*Extract*:
Each year, runners from the National Park Service and other agencies run the flags to the Harrison fire station and their arrival kicks off the start of the ceremony.

This year there will be a new route for the runners since Harrison Fire Department Station One has moved to Harrison City Hall located on Industrial Park Road. The runners will depart the Bellefonte Harps at 7:46 a.m (CST) – the moment when the first hijacked commercial passenger plane hit the North Tower of the World Trade Center complex in lower Manhattan, New York, in what would later be called the Sept. 11 attacks, or simply 9/11.

The Boone County Sheriff’s department will give the runners an escort from Harps to the Harrison city limits. Then, the Harrison Police Department will continue the escort to the fire station at 118 Industrial Park Road.

Mayor Jackson said, “We are proud of our emergency services departments. This is one way we can honor the job they do daily by paying tribute to those who lost their lives in the line of duty on September 11.”

Everyone is invited to the ceremony, but parking will be limited.

*Information shown*:
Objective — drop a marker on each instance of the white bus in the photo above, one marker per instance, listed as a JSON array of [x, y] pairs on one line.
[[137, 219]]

*Set exercise 1*:
Transcribe the Harrison 9/11 ceremony text, starting at "This year there" and ending at "118 Industrial Park Road.".
*Set exercise 2*:
Pick up the Harrison 9/11 ceremony text after its final sentence and keep writing it.

*Exercise answer 1*:
This year there will be a new route for the runners since Harrison Fire Department Station One has moved to Harrison City Hall located on Industrial Park Road. The runners will depart the Bellefonte Harps at 7:46 a.m (CST) – the moment when the first hijacked commercial passenger plane hit the North Tower of the World Trade Center complex in lower Manhattan, New York, in what would later be called the Sept. 11 attacks, or simply 9/11.

The Boone County Sheriff’s department will give the runners an escort from Harps to the Harrison city limits. Then, the Harrison Police Department will continue the escort to the fire station at 118 Industrial Park Road.

*Exercise answer 2*:
The Sept. 11 attacks (September 11, 2001), known as 9/11, consisted of four commercial passenger planes being hijacked by 19 al Qaeda terrorists. The first plane, American Airlines Flight 11, crashed into the North Tower of the World Trade Center in New York City, at 8:46 a.m. EST. Sixteen minutes later, at 9:03 a.m. EST, the second hijacked plane, United Airlines Flight 175, crashed into the South Tower. Both 110-story towers collapsed within an hour and 40 minutes, which caused the destruction of the remaining five structures of the World Trade Center complex. The third hijacked flight, American Airlines Flight 77, crashed into the Pentagon at 9:37 a.m. EST, causing a partial collapse of the structure. The fourth and final flight, United Airlines Flight 93, crashed in Stonycreek Township, near Shanksville, Pennsylvania, at 10:03 a.m. EST. Investigators later determined that Flight 93’s target was either the U.S. Capitol building or the White House.

The attacks killed nearly 3,000 people, injured thousands more, and instigated a multi-decade global war on terror. It has been described as as the deadliest terrorist act in human history and remains the deadliest incident for both firefighters and law enforcement personnel in the history of the U.S.